Requirement
Return all of the records below unchanged, keeping every line in its original order.

** START **

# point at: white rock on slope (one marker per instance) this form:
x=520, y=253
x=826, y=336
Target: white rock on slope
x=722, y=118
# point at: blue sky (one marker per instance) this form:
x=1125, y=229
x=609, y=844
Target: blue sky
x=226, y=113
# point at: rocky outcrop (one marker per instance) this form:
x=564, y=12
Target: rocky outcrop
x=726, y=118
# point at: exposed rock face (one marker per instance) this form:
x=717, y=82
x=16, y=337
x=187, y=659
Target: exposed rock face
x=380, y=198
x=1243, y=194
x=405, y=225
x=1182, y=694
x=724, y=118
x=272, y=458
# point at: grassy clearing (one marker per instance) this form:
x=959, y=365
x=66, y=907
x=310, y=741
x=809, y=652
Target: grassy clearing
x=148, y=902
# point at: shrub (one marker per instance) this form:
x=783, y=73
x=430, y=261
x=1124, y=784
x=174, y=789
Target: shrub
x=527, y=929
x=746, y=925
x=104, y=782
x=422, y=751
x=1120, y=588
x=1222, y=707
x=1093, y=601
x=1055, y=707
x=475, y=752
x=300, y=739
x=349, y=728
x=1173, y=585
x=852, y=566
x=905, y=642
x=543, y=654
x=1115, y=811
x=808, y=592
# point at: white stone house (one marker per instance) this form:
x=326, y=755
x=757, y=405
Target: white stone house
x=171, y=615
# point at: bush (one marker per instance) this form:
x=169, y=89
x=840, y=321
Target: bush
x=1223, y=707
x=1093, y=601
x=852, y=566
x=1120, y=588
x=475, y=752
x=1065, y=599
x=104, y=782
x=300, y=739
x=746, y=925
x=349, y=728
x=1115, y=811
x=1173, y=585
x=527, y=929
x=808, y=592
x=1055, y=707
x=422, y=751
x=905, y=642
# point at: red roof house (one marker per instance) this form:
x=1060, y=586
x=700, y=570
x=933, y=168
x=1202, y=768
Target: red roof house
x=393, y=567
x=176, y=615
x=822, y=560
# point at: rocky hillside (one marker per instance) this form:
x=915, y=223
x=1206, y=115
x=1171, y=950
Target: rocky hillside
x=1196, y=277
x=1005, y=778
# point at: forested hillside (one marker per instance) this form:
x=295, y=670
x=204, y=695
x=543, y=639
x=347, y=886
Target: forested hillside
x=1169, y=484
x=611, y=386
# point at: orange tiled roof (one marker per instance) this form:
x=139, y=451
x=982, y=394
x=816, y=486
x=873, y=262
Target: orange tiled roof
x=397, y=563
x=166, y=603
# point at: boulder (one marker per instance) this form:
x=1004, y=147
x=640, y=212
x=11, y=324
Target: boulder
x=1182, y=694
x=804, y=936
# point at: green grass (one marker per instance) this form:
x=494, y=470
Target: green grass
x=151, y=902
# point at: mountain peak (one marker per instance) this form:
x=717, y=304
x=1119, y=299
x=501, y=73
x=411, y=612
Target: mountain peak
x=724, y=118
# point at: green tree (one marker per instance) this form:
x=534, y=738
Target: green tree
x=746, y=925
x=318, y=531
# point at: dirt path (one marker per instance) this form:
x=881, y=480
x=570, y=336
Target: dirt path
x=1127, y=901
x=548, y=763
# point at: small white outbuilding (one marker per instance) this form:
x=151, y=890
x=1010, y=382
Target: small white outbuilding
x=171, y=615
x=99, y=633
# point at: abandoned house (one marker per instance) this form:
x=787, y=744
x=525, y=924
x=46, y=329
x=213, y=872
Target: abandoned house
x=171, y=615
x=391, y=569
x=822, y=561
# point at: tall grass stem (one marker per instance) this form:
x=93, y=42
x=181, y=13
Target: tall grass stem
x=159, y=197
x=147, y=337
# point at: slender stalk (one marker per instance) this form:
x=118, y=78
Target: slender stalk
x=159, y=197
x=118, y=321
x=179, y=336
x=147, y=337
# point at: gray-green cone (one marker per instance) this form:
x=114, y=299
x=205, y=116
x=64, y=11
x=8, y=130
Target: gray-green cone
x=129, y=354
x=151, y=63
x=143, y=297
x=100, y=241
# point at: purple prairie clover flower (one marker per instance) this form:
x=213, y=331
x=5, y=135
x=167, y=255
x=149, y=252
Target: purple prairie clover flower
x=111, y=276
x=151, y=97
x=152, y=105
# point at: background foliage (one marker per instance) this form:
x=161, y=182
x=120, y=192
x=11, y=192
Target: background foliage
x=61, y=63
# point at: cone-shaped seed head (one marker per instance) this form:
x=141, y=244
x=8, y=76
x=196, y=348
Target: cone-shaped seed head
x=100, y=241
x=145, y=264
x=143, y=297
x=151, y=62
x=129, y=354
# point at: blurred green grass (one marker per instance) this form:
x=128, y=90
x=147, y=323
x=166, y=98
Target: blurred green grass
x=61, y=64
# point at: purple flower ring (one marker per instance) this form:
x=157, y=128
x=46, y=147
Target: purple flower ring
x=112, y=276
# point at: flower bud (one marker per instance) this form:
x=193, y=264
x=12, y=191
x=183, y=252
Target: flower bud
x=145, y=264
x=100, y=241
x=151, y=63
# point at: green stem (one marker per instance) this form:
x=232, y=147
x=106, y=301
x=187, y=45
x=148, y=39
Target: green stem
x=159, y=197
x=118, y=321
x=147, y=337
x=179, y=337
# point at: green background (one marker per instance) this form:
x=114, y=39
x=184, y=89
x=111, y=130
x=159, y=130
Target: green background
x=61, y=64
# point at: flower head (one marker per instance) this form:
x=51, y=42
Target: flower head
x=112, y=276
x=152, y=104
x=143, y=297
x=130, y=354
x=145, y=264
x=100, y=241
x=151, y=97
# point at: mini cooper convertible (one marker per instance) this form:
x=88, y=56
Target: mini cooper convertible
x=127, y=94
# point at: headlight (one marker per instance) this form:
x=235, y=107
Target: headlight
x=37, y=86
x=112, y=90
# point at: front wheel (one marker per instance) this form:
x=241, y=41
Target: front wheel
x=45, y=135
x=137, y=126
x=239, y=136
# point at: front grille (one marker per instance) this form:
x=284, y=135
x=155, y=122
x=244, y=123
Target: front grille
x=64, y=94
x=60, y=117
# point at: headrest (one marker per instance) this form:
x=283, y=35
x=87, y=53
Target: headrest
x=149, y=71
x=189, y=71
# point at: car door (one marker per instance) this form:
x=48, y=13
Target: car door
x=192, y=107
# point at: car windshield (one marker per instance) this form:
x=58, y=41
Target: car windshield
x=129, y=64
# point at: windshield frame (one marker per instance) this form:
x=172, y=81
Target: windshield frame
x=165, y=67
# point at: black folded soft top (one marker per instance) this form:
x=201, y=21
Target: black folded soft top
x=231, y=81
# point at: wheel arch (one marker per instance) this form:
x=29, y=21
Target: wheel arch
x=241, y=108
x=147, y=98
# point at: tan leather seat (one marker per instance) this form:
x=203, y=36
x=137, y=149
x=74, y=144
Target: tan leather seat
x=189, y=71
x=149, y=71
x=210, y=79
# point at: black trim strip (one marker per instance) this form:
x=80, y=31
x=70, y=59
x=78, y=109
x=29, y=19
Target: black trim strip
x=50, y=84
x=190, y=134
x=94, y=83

** END **

Written response
# point at: white rock on slope (one marker per instance) this form:
x=520, y=253
x=826, y=336
Target: white rock on slope
x=722, y=118
# point at: blue sky (one marker per instance) this form:
x=1125, y=229
x=609, y=844
Target: blue sky
x=226, y=113
# point at: rocky outcrop (one marker per instance) this form:
x=564, y=12
Target: rocky outcrop
x=726, y=118
# point at: exposed rock face (one marker per instance) this form:
x=717, y=82
x=16, y=337
x=187, y=659
Target: exposed rock face
x=380, y=198
x=1243, y=194
x=405, y=225
x=1182, y=694
x=724, y=118
x=272, y=458
# point at: grassy clearing (one marker per instance) this form:
x=959, y=365
x=66, y=907
x=310, y=741
x=809, y=652
Target: grassy clearing
x=148, y=902
# point at: shrub (one marker per instance) this form:
x=783, y=73
x=430, y=261
x=1124, y=784
x=174, y=789
Target: shrub
x=527, y=929
x=746, y=925
x=104, y=782
x=422, y=751
x=1120, y=588
x=1222, y=707
x=1093, y=601
x=1055, y=707
x=475, y=752
x=300, y=739
x=349, y=728
x=1173, y=585
x=852, y=566
x=905, y=642
x=543, y=654
x=1115, y=811
x=808, y=592
# point at: white stone house (one marker per instance) this form:
x=326, y=755
x=757, y=405
Target: white stone house
x=171, y=615
# point at: bush (one marker per instance) this form:
x=169, y=89
x=840, y=321
Target: bush
x=1223, y=707
x=1093, y=601
x=852, y=566
x=1120, y=588
x=475, y=752
x=1065, y=599
x=104, y=782
x=300, y=739
x=746, y=925
x=349, y=728
x=1115, y=811
x=1173, y=585
x=527, y=929
x=808, y=592
x=1055, y=707
x=422, y=751
x=905, y=642
# point at: red roof house (one marker per instance) this form:
x=1060, y=586
x=700, y=570
x=933, y=168
x=1202, y=768
Target: red roof house
x=393, y=567
x=176, y=615
x=822, y=560
# point at: rocky hillside (one marker per instance) this form:
x=915, y=223
x=1206, y=115
x=1171, y=950
Target: rocky hillside
x=1196, y=277
x=1005, y=778
# point at: forested hillside (one marker per instance) this form:
x=295, y=670
x=204, y=695
x=543, y=639
x=347, y=886
Target: forested hillside
x=1169, y=484
x=611, y=386
# point at: orange tiled roof (one marker per instance) this form:
x=139, y=451
x=982, y=394
x=816, y=486
x=873, y=262
Target: orange tiled roof
x=397, y=563
x=166, y=603
# point at: boulder (one marker per instance) this form:
x=1004, y=147
x=640, y=212
x=11, y=324
Target: boulder
x=1182, y=694
x=804, y=936
# point at: green grass (one marker per instance) this form:
x=494, y=470
Target: green grass
x=151, y=902
# point at: mountain peak (one marker per instance) this form:
x=717, y=304
x=1119, y=299
x=501, y=73
x=411, y=612
Target: mountain peak
x=724, y=118
# point at: green tree (one marker per instance) this form:
x=534, y=738
Target: green tree
x=746, y=925
x=318, y=531
# point at: dirt path (one marker per instance) this form:
x=881, y=480
x=570, y=336
Target: dirt path
x=1127, y=901
x=548, y=763
# point at: small white outbuilding (one marker per instance) this form:
x=151, y=890
x=1010, y=382
Target: small white outbuilding
x=171, y=615
x=99, y=633
# point at: abandoned house (one marker per instance) this form:
x=787, y=744
x=525, y=924
x=46, y=329
x=213, y=872
Target: abandoned house
x=171, y=615
x=391, y=569
x=822, y=561
# point at: tall grass stem (one marker per instance) this form:
x=93, y=42
x=181, y=13
Target: tall grass stem
x=159, y=197
x=147, y=337
# point at: slender stalk (one marker per instance) this form:
x=118, y=78
Target: slender stalk
x=159, y=197
x=118, y=321
x=179, y=336
x=147, y=337
# point at: gray-green cone (one marker per instance) this form:
x=114, y=299
x=205, y=116
x=64, y=11
x=8, y=130
Target: gray-green cone
x=129, y=354
x=151, y=63
x=143, y=297
x=100, y=241
# point at: purple prairie clover flower (one marker per instance) this form:
x=213, y=331
x=5, y=135
x=167, y=255
x=149, y=252
Target: purple prairie clover flower
x=111, y=276
x=151, y=97
x=152, y=105
# point at: background foliage (one marker per instance) this form:
x=161, y=182
x=120, y=192
x=11, y=192
Target: background foliage
x=61, y=63
# point at: cone-shaped seed head (one marker per instance) this form:
x=141, y=244
x=8, y=76
x=196, y=348
Target: cone-shaped seed head
x=100, y=241
x=145, y=264
x=143, y=297
x=151, y=62
x=129, y=354
# point at: blurred green grass (one marker per instance) this form:
x=128, y=90
x=147, y=323
x=166, y=98
Target: blurred green grass
x=61, y=64
# point at: purple flower ring (one marker per instance) this form:
x=157, y=128
x=46, y=147
Target: purple flower ring
x=112, y=276
# point at: flower bud (one marker per instance) this form:
x=193, y=264
x=12, y=191
x=183, y=252
Target: flower bud
x=145, y=264
x=100, y=241
x=151, y=63
# point at: green stem (one marker per instance) this form:
x=232, y=147
x=106, y=301
x=187, y=45
x=148, y=39
Target: green stem
x=159, y=197
x=118, y=321
x=147, y=337
x=179, y=337
# point at: green background (one marker per instance) this form:
x=114, y=39
x=184, y=89
x=111, y=130
x=159, y=130
Target: green background
x=61, y=64
# point at: flower head (one marker per instance) this form:
x=51, y=42
Target: flower head
x=112, y=276
x=152, y=104
x=143, y=297
x=130, y=354
x=145, y=264
x=100, y=241
x=151, y=97
# point at: mini cooper convertible (one marker per instance) this form:
x=88, y=56
Target: mini cooper convertible
x=127, y=94
# point at: headlight (one marker per instance) this form:
x=235, y=107
Target: headlight
x=37, y=86
x=112, y=90
# point at: front wheel (one marker per instance) this form:
x=241, y=41
Target: front wheel
x=45, y=135
x=137, y=126
x=239, y=136
# point at: front grille (one marker per instance) this form:
x=284, y=135
x=155, y=122
x=244, y=123
Target: front grille
x=64, y=94
x=60, y=117
# point at: headrest (one marker per instance) this form:
x=283, y=35
x=87, y=53
Target: headrest
x=149, y=71
x=189, y=71
# point at: car door (one marker per instance) this form:
x=48, y=13
Target: car door
x=192, y=107
# point at: car windshield (one marker per instance) this form:
x=58, y=41
Target: car windshield
x=129, y=64
# point at: windshield frame (one marker per instance) this form:
x=172, y=81
Target: windshield frame
x=165, y=67
# point at: black folded soft top (one marker per instance) this form:
x=201, y=21
Target: black folded soft top
x=231, y=81
# point at: wheel arch (one marker per instance) this form:
x=29, y=21
Target: wheel arch
x=241, y=108
x=147, y=98
# point at: tan leather seat (one marker per instance) this form:
x=203, y=36
x=137, y=149
x=74, y=144
Target: tan leather seat
x=189, y=71
x=149, y=71
x=210, y=79
# point at: black trim strip (one marker per instance) this form:
x=80, y=31
x=70, y=59
x=78, y=109
x=29, y=19
Target: black trim strip
x=50, y=84
x=190, y=134
x=94, y=83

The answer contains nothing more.